**WHAT THE EXERCISE ASKS**
Copy out the data below word for word, including every coordinate, and leave out the pictures.

**RECORDED INFORMATION**

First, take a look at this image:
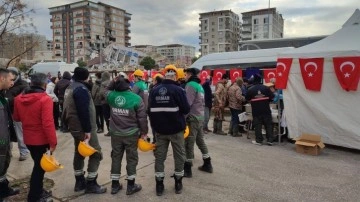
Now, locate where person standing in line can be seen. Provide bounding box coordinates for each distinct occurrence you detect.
[213,74,229,135]
[228,77,245,137]
[202,76,212,134]
[0,68,20,201]
[14,73,57,202]
[132,69,149,108]
[5,67,29,161]
[246,74,274,146]
[91,72,104,133]
[54,71,71,133]
[46,77,59,130]
[106,77,148,195]
[184,68,213,178]
[149,65,190,196]
[63,67,106,194]
[99,71,110,136]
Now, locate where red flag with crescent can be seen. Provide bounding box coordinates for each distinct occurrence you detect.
[128,72,134,81]
[275,58,292,89]
[151,71,159,78]
[230,68,242,83]
[333,57,360,91]
[213,69,226,85]
[200,70,210,83]
[299,58,324,91]
[263,68,276,83]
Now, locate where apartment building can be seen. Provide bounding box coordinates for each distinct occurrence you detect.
[199,10,240,56]
[49,0,131,63]
[156,44,195,67]
[241,8,284,41]
[0,33,47,60]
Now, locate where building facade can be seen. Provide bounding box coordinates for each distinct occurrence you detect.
[49,0,131,63]
[0,33,47,60]
[199,10,240,56]
[156,44,195,67]
[241,8,284,41]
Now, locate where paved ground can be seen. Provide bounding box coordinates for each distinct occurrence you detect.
[4,119,360,201]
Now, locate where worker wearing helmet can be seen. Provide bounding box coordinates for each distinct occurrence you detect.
[106,76,148,195]
[177,68,186,88]
[149,65,190,196]
[132,69,149,108]
[184,68,213,177]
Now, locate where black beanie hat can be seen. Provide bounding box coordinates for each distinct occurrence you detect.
[114,77,130,91]
[73,67,89,81]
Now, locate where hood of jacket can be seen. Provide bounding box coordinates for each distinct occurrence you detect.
[63,71,71,80]
[187,76,201,83]
[18,86,45,105]
[101,72,110,82]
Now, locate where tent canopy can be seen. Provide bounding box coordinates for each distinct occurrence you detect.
[279,9,360,149]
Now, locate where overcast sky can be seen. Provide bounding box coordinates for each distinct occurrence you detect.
[26,0,360,50]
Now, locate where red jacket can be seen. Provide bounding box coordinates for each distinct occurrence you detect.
[13,87,57,148]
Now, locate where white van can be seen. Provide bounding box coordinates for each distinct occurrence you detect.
[28,62,79,77]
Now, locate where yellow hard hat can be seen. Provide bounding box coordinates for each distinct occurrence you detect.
[40,153,64,172]
[163,65,178,79]
[78,141,97,157]
[134,69,144,77]
[177,68,185,79]
[152,73,164,79]
[184,126,190,139]
[138,138,155,152]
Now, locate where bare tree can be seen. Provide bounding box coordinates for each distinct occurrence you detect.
[0,0,39,67]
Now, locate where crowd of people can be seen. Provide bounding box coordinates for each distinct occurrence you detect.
[0,65,279,201]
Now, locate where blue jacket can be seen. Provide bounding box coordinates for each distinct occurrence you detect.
[149,79,190,135]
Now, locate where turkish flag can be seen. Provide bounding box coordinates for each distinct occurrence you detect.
[263,68,276,83]
[333,57,360,91]
[230,69,242,83]
[143,70,149,81]
[213,69,226,85]
[275,58,292,89]
[151,71,159,78]
[128,72,134,81]
[200,70,210,83]
[299,58,324,91]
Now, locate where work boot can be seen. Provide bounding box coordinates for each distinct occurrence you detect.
[228,121,234,136]
[184,162,192,178]
[126,179,142,195]
[111,180,122,194]
[74,172,86,192]
[85,176,106,194]
[0,179,20,201]
[213,119,218,134]
[173,175,182,194]
[199,157,213,173]
[215,121,227,135]
[155,177,165,196]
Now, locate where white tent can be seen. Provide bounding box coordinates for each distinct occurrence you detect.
[279,9,360,149]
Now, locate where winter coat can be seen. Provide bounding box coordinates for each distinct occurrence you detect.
[46,82,59,102]
[13,86,57,147]
[148,79,190,135]
[5,78,29,113]
[99,72,110,104]
[91,79,101,106]
[227,83,245,109]
[185,76,205,121]
[202,79,212,109]
[54,72,71,102]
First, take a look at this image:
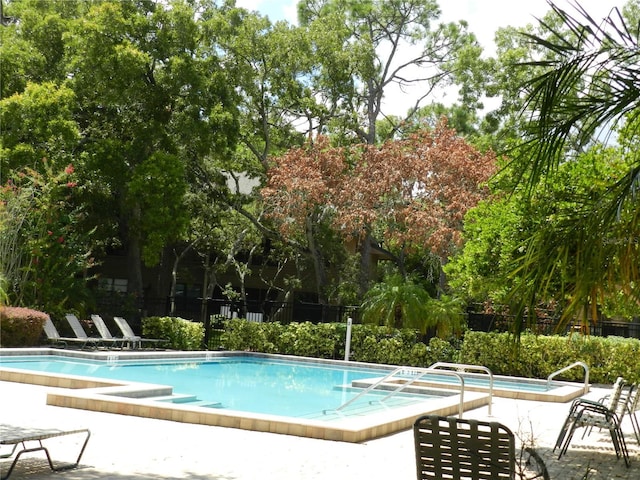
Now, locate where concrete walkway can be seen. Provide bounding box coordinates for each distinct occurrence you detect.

**TASK RESULT**
First, take a look at this image:
Now, locate where person standing in line can be seen. Provide bounding box coordinates for each distinct occurrence you detect.
[213,74,229,135]
[228,77,245,137]
[202,76,212,134]
[0,68,20,201]
[14,73,57,202]
[132,69,149,108]
[5,67,29,161]
[246,74,274,146]
[91,72,104,133]
[54,71,71,133]
[46,77,59,130]
[106,77,148,195]
[184,68,213,178]
[149,65,190,196]
[63,67,106,194]
[99,71,110,136]
Now, locate where red flag with crescent can be seen. Provide bounding box coordinates for each distinct occurrence you detect.
[128,72,134,81]
[275,58,292,89]
[151,71,159,78]
[230,68,242,83]
[333,57,360,91]
[213,69,226,85]
[200,70,210,83]
[299,58,324,91]
[263,68,276,83]
Now, locate where apartment building can be seen. Provide bounding box coordinates for each distinct occurrence you detect.
[199,10,240,56]
[49,0,131,63]
[156,44,195,67]
[241,8,284,41]
[0,33,47,60]
Now, locate where building facade can be seen. Provide bounding box coordinates for each distinct occurrence you detect.
[49,0,131,63]
[0,33,47,60]
[199,10,240,56]
[156,44,195,67]
[241,8,284,41]
Now, locate where paved ground can be seen. Provide bounding box coordinates for each distinct occurrence you detect.
[4,119,360,201]
Now, locate where worker wearing helmet can be seen. Provide bounding box coordinates for each distinct occurrence you detect.
[106,76,148,195]
[177,68,186,88]
[149,65,190,196]
[132,69,149,108]
[184,68,213,177]
Now, locate where black beanie hat can be seen. Provide bounding box coordinates for each distinct occurrence you detect.
[114,77,130,91]
[73,67,89,81]
Now, locate where hood of jacket can be seen. Provide bounding box coordinates for each distinct occurrence you detect.
[63,71,71,80]
[187,76,201,83]
[18,86,45,105]
[101,72,110,82]
Now, locate where tent canopy can be seen. Provide bounding box coordinates for each distinct occurrence you detect.
[279,9,360,149]
Now, locate where overcast sky can be seen. Provide bounding box coordinates for each distinct occurrence you detect.
[26,0,360,50]
Now, locate where red jacket can be seen. Provide bounding box coordinates for each distinct occurrence you detect.
[13,87,57,148]
Now, locate where white van can be seen. Provide bounding box coordinates for each distinct occurrence you detect.
[28,62,79,77]
Now, locate where yellow hard hat can be seen. Provide bounding box coordinates for each distinct occurrence you detect.
[40,153,64,172]
[163,65,178,79]
[78,141,97,157]
[134,69,144,77]
[177,68,185,79]
[152,73,164,79]
[184,126,190,139]
[138,138,155,152]
Now, locate where bare tree can be seen. Provide bounding box coordinates for each distinct occurrence you detect.
[0,0,39,67]
Now, locate where crowd of people can be seen. Provide bounding box coordinates for each distinct occurrence you detect.
[0,65,279,201]
Now, locate where blue jacket can be seen. Provide bounding box coordinates for each distinct occurrence you detect.
[149,79,190,135]
Now, locate where turkish flag can be seen. Provide bounding box coordinates for each distinct occurrence you detect.
[263,68,276,83]
[333,57,360,91]
[230,69,242,83]
[143,70,149,81]
[213,69,226,85]
[275,58,292,89]
[151,71,159,78]
[128,72,134,81]
[200,70,210,83]
[299,58,324,91]
Now, locate where work boot can be seen. Provide bounding box coordinates for each distinct occurrence you detect.
[228,121,234,136]
[184,162,192,178]
[126,179,142,195]
[111,180,122,194]
[74,172,86,192]
[85,176,106,194]
[0,179,20,201]
[213,119,218,134]
[173,175,182,194]
[199,157,213,173]
[215,121,227,135]
[155,177,165,196]
Now, locate where white tent can be seen. Provide bounding box coordinates for each distinct occurrence you detect.
[279,9,360,149]
Now, locate where winter coat can be seen. Provide bounding box coordinates for each distinct occurrence you detect.
[46,82,59,102]
[13,86,57,147]
[148,79,190,135]
[5,78,29,113]
[99,72,110,104]
[91,79,101,106]
[227,83,245,109]
[185,76,205,121]
[202,79,212,109]
[54,72,71,102]
First, take a look at this image:
Now, locate where concrete walkway can be seen. Provide bounding box coordinates for each distinct occurrence you detect.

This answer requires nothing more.